- _Problem_
Make an exact copy of the records below, excluding images.

━━━ Data provided

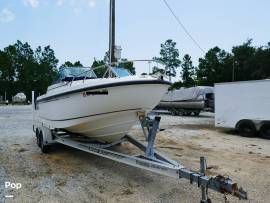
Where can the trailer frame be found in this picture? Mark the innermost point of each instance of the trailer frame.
(150, 159)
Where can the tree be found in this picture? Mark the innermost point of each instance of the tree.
(24, 70)
(214, 67)
(169, 56)
(244, 61)
(70, 64)
(187, 71)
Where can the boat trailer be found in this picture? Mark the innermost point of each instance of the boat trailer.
(151, 160)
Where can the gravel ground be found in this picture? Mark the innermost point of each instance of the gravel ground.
(69, 175)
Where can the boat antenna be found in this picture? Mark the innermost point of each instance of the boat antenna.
(112, 33)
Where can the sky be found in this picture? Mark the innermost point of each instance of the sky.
(78, 29)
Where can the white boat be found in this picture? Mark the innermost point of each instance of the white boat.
(103, 109)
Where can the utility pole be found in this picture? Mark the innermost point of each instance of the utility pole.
(112, 32)
(233, 70)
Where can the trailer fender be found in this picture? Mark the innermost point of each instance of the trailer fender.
(246, 128)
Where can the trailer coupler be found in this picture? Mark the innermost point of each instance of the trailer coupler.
(217, 183)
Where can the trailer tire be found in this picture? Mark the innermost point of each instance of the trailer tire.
(265, 130)
(44, 148)
(196, 113)
(37, 137)
(246, 128)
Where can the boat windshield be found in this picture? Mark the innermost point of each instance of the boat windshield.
(76, 73)
(121, 72)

━━━━━━

- _The answer_
Where can the trailer frame be found in this picture? Mark the innermost point of each instance of the trailer frame.
(150, 159)
Where can the tree be found in this picture? Mark the innermost point of each instance of the tree.
(24, 70)
(214, 67)
(169, 56)
(244, 61)
(70, 64)
(187, 71)
Where can the boat trailer be found in this picture? Mark the innermost point of each instance of the boat trailer.
(151, 160)
Where can the gravel ground be found in this picture? Mark the innermost point of each instance of the gravel ground.
(69, 175)
Where can the boat antenna be found in this picture? Mark the innermost point of each instance of the boat antenna.
(112, 33)
Where can the sky be found in this picture? Mark the innermost point of each instance of the sky.
(78, 29)
Where can the white boat be found in this picture? Mark the innermost point of each instance of the white boat.
(103, 109)
Where can the utility pole be found in this picture? Mark the innermost point of each instance of the utility pole.
(112, 32)
(233, 70)
Where can the trailer fender be found in this picture? Mark the innermost point of each instance of the trailer fender.
(246, 128)
Where can the trailer coupler be found in this picture? Mark the innermost point of each instance of the trailer coupler.
(217, 183)
Where can the trailer tire be found in this picture? Mark the innermost point of each instance of the trailer tire.
(265, 130)
(44, 148)
(196, 113)
(37, 137)
(246, 128)
Where can the boat windshield be found in this picture? Mark the innermost point of each instance of the boat windshield.
(76, 73)
(121, 72)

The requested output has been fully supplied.